— 簡短練習 1 —
請列出臺灣影劇圈節選段落中，那些緊咬不放的記者追出的新聞頭條類別。
— 簡短練習 2 —
在臺灣影劇圈節選段落裡，書中自命要追求真相的兩位記者叫什麼名字？
— 簡短練習 3 —
請從臺灣影劇圈節選段落的最後一句之後續寫下去。
++++ 節選段落 ++++
於是讀完後,曾與本書的故事原型與素材提供者分享心得,書中的幾位娛樂女記者,每日真槍實彈地接觸第一線新聞,雖然女主角自認熱血,但要在這樣的名利場裡揪出知名人物的慾望鬼火,她是否又能制伏自己的心頭鬼?
我在當影劇線編輯時,臺灣影劇業正是風光大好之時,日日是熱鬧的記者會,大排場的慶功宴更是開不完,娛樂記者像置身大觀園一樣,一路花紅柳綠,彷彿有開不完的宴席。
如此繁盛的產業,也把人的慾望養得跟池中的錦鯉一樣活跳跳地爭食,無論幕前或幕後的人得利,周邊的娛記也如大觀園的丫頭與姥姥們爭著排名,爭的不僅是八卦與獨家,爭的更多的是權力的展示。
九○年代整個熱錢燒起來,記者收禮的風氣開始浮濫、唱片與經紀公司不斷製造假新聞、透露別家公司藝人的八卦來換取自家的版面、大牌記者搶著為主打歌作詞的高報酬等等。影劇線在社會眼光看來或許風花雪月,但在當時是個肥缺,因此辛苦是必然的,對內總有人要搶這肥水多的線,幾個記者在社內大戰時有所聞,對外每家大媒體記者自己的面子與排場更要做足。
說穿了,這是一個不僅明星要作態,幕後與記者都要擺出排場的圈子。固然有不少認真跑線的記者,但浮誇氣氛已成,九○年代末,唱片與戲劇品質開始下滑,各種作態與擺譜足以混淆視聽。遠看簡直是本《紅樓夢》,預見遲早得樓起樓落,內在崩壞地迎來二十一世紀時臺灣影劇業的蕭條。
這樣彼此歌功頌德、做新聞如做假球的時代,迎來香港八卦雜誌的攻城略地,以夠腥更狠辣的方式,掀開了之前臺灣九○年代唱片圈的醬缸文化,如此造就了這本書中的自命要追求真相的記者劉知君與林姵亭,還有兩位女主管,這樣緊咬不放的記者特質,看似追求真相(是也追到了一些真新聞),不想像以前許多記者那般粉飾太平,他們是追出的飯局價、吸毒趴、耍大牌、潛規則等新聞頭條,久了也知道那只是咬出冰山的一角,咬出了空虛的本身,這類新聞開始無限循環,如吃不完的流水席,八卦隔週只有廚餘的溫度。因為周刊本身用字是鹹膩過火的,字這東西寫得過重會吃掉一切核心。
這一行只有作品能論功夫真假,其他就是造夢,連明星當事人與幕後推手都難分真假圈子,觀眾目光追逐的是他們一早就預約的一哄而散,與古時候鄉鎮戲臺子一搭無異,人們湊近,半日的熱鬧就是圖個以假亂真。
++++ 原始資料 ++++
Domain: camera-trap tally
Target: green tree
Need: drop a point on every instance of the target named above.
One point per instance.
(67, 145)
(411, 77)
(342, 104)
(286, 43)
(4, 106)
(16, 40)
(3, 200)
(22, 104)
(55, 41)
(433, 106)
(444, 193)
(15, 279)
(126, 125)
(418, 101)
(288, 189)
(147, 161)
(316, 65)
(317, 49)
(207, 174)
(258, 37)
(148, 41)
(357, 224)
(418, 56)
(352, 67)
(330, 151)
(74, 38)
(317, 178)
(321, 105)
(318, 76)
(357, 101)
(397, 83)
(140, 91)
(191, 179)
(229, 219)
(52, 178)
++++
— 回答 1 —
飯局價、吸毒趴、耍大牌、潛規則

— 回答 2 —
劉知君與林姵亭。

— 回答 3 —
因為眾人的不當回事,影劇記者很像活在自己的世界裡,無論裡面如何廝殺,搶到了什麼頭條,或是如愛高調收集多少明星朋友當作「江湖地位」的虛榮,都是自己的黃粱一夢,他人只當閒事一樁。如同被關在大紅燈籠裡,誰也不踏實地在這五光十色中,彼此看似熱絡卻從不真切。
這本小說裡的四位女記者,主管或嗜血,或收賄,或是臥底追獨家而犧牲了生命,或主角鍥而不捨追蹤到某大經紀強迫旗下藝人性招待的真相,故事中呈現出的記者的焦慮生活,的確寫實。寫出我這十多年來看到的娛樂記者的眾生相:犧牲生活、為流量產出大量文字,在這樣異常的節奏中,有人開始上癮,即使偶爾感到搶即時新聞的空虛,偶爾感到交淺言深才是這行的本質,但如滾輪上的老鼠也回不去。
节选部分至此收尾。